++++ STUDY TEXT ++++

While many different kinds of behavior at just about any age can land someone on a Sex Offender Registry, the consequences are pretty consistent. The most obvious example relates to zoning ordinances, which already give deference to those of higher socio-economic statuses. More presciently, people on Sex Offender Registries may find themselves with no place to stay at all. Not only do relatives and landlords refuse to shelter or rent to people on Sex Offender Registries, these zoning ordinances in some cases prevent people from living with someone who would otherwise be willing to take them in. In some cases, according to Wagner, this includes homeless shelters—tough break for that seventh grader who flashed his private parts to his classmates. Just like the criteria for registry inclusion, the dimensions of these zones continue to change. As everyone agrees, these pressures can lead to recidivism or even the commission of new crimes. How can we claim to protect children when we are poking the supposed monsters that seek to do them harm?

Moreover, why are we ignoring so many of the real monsters that cause harm to children? According to the research conducted by Ackerman, Sacks, and Osier, “a vast majority of sexual offenses are committed by someone known to the victim.” According to Meiners, public zones like parks and schools are not as threatening as other locations like homes and residences where seventy percent of assaults against children take place. While it is true that Sex Offender Registries do include offenders who committed offences within a home, the very fact that the policing gaze is turned outward from the home limits potentially more productive efforts at prevention. What is the purpose of maintaining a 500-foot distance from a school when the child is under more threat from the place where he or she dwells? Meiners sums it up perfectly: “The perpetuation of stranger danger takes responsibility off the construct of the family or patriarchy. If violence to children is represented as the stranger, the nuclear family is preserved as a natural and safe institution.” There is, after all, a reason for the marriage caveat in the statute listed above. To be any level of sex offender—even when being a sex offender consists of neither sex nor reasonable offense—is to be all the levels of sex offender. Minor crimes are seemingly added every day. The list continues to expand along with the requirements to be classified as a sex offender.
But what does any of this have to do with Critical Theory? The impulse to protect children in our society is noble. For one thing, the whole operation and concept of nobility has been called into question or even dispatched entirely by several theorists. Overall, Critical Theory exists to give us all some impulse control. More to the point, how can Critical Theory illuminate this complicated issue? In my next blog post, I will look at work by theorists, including Giorgio Agamben, who offer significant insight into the mechanisms at work here. Even though the problems and contradictions inherent in this cursory examination of Sex Offender Registries indicate they might require abolition or redesign, some significantly more nefarious operations may well be at work.

++++ EXCERPTED RECORDS ++++

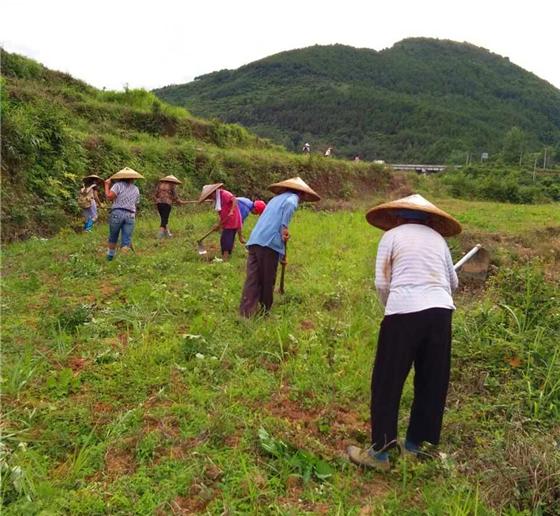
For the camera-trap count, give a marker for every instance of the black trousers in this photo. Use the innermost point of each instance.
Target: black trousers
(419, 338)
(262, 264)
(227, 239)
(164, 210)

++++

_TASK GOAL_. Return the passage of the sex offender registry text word for word, starting with "But what does" and going on through "be at work.".

_ANSWER AREA_.
But what does any of this have to do with Critical Theory? The impulse to protect children in our society is noble. For one thing, the whole operation and concept of nobility has been called into question or even dispatched entirely by several theorists. Overall, Critical Theory exists to give us all some impulse control. More to the point, how can Critical Theory illuminate this complicated issue? In my next blog post, I will look at work by theorists, including Giorgio Agamben, who offer significant insight into the mechanisms at work here. Even though the problems and contradictions inherent in this cursory examination of Sex Offender Registries indicate they might require abolition or redesign, some significantly more nefarious operations may well be at work.